> _Aim of the task_: Exactly as they appear, copy the lines of the listing from the one containing "Might I ask you to indicate the tall" through the final line, both included, and nothing else.

**** Provided information

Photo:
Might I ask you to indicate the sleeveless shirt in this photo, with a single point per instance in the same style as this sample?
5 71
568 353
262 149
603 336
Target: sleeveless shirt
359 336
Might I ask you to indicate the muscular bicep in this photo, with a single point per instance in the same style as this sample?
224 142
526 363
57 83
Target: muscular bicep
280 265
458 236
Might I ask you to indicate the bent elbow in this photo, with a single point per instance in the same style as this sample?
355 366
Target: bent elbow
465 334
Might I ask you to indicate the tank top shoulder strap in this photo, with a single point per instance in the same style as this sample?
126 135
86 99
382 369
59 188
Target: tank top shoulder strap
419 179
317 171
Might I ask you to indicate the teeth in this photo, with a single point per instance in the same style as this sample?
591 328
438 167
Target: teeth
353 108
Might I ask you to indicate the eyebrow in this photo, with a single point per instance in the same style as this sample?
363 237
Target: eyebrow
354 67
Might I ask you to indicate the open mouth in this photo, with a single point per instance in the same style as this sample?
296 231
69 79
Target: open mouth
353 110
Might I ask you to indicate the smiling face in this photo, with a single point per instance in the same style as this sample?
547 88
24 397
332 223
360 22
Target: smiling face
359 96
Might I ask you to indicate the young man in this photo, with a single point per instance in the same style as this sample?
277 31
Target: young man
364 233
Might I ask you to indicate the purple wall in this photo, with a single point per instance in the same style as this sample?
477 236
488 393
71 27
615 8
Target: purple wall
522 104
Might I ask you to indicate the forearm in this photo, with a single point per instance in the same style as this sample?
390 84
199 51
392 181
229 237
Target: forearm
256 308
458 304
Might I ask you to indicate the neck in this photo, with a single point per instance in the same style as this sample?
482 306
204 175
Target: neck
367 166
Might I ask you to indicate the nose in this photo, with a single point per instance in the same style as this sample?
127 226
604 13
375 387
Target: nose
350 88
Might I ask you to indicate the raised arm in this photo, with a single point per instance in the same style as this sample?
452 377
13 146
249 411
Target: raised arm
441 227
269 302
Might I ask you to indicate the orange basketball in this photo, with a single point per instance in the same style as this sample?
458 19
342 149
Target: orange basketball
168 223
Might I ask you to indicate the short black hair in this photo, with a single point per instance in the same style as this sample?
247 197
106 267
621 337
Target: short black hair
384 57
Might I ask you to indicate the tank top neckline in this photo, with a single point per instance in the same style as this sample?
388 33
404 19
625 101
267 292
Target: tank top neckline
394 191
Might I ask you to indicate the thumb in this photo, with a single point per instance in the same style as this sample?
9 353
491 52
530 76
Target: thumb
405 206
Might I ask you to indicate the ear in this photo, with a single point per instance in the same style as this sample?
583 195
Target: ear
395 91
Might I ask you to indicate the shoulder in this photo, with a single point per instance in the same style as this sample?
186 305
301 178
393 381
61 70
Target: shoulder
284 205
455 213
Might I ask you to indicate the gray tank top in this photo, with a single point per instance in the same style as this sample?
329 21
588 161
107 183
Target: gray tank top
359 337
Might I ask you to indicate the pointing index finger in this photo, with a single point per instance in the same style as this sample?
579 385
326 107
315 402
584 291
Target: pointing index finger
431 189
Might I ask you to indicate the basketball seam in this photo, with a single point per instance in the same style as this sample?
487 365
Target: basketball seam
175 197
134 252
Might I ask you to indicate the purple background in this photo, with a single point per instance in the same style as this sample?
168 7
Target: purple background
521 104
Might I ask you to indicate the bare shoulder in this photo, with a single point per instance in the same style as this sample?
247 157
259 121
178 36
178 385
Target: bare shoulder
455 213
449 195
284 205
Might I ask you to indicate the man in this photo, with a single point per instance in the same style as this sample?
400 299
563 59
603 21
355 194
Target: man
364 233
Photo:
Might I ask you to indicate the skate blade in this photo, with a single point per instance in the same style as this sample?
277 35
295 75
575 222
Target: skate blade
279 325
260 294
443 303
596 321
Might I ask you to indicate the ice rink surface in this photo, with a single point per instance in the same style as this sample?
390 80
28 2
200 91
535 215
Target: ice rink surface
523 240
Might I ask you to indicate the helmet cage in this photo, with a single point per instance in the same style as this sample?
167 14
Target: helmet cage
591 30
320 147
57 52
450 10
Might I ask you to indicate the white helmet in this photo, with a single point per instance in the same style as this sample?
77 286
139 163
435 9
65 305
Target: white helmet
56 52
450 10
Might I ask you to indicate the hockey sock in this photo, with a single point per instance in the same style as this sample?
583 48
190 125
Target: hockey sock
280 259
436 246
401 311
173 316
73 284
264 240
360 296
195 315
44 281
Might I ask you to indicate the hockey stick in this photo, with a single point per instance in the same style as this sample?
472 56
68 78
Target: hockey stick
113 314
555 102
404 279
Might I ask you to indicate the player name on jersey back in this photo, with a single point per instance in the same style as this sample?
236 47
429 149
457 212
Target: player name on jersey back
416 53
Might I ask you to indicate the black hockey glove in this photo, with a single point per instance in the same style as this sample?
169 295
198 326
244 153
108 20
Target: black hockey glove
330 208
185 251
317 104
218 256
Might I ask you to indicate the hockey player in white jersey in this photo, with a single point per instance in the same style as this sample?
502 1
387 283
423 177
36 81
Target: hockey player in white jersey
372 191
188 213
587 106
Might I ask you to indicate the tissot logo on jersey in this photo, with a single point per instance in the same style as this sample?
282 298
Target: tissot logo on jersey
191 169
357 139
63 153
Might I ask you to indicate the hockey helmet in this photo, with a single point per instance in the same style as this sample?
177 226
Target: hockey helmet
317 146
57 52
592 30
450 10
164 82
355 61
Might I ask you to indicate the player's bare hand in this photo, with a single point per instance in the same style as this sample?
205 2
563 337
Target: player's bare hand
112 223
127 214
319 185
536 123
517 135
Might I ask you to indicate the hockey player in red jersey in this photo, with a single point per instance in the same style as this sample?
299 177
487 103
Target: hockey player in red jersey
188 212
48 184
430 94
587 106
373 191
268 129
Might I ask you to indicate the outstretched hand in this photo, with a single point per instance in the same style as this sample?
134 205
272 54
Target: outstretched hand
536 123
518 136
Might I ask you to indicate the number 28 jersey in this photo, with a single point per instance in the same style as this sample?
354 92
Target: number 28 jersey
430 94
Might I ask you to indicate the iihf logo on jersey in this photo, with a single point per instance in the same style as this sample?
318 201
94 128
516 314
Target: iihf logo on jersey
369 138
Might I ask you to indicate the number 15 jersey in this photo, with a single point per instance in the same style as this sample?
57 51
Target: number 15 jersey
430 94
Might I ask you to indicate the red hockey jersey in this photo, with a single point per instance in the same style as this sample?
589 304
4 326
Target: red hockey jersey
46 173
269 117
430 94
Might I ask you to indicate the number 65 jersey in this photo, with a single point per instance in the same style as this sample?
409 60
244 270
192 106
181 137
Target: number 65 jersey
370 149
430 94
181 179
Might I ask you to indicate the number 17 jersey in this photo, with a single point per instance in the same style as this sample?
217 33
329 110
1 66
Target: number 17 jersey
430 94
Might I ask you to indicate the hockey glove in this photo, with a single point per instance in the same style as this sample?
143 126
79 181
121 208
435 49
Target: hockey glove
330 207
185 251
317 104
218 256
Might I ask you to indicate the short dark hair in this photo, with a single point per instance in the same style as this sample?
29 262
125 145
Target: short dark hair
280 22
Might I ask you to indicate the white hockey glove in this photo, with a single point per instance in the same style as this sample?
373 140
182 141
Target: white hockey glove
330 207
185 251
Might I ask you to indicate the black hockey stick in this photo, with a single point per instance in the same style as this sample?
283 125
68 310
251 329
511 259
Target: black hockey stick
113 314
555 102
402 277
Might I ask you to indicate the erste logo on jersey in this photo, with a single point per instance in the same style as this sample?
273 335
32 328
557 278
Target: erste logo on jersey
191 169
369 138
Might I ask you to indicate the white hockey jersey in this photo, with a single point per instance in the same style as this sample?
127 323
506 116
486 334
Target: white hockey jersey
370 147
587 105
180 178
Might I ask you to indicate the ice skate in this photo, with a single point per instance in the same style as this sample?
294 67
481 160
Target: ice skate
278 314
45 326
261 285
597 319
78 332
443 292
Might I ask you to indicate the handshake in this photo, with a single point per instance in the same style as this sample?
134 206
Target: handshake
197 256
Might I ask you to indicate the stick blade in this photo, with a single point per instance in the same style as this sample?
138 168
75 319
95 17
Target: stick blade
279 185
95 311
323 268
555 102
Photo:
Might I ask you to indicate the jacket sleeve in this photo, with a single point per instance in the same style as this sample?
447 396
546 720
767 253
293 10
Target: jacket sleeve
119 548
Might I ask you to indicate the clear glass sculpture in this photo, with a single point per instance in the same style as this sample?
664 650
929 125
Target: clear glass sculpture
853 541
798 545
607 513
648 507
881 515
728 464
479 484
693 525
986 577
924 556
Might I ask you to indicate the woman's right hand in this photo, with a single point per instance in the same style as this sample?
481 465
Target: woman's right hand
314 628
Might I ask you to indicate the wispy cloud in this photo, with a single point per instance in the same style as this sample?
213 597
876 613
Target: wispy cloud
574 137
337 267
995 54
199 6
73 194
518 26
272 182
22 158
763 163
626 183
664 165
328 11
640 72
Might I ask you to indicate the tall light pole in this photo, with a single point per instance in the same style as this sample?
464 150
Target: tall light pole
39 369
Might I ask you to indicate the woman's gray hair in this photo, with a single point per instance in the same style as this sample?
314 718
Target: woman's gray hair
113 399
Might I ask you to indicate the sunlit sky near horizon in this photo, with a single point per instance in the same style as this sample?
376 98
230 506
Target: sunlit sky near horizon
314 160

********

> _Solution_:
Might I ask you to indicate the tall light pole in this photo, with a single point per instance in the same style as this sample?
464 150
Target: tall light pole
39 369
Might I ask you to indicate the woman's gray hair in this photo, with a single point per instance in the same style as this sample?
314 718
Target: woman's gray hair
113 399
Might I ask you to indicate the sunlit sky near horizon in this photo, with a single point per instance in the same style as this sample?
376 98
230 506
Target: sunlit sky near horizon
314 160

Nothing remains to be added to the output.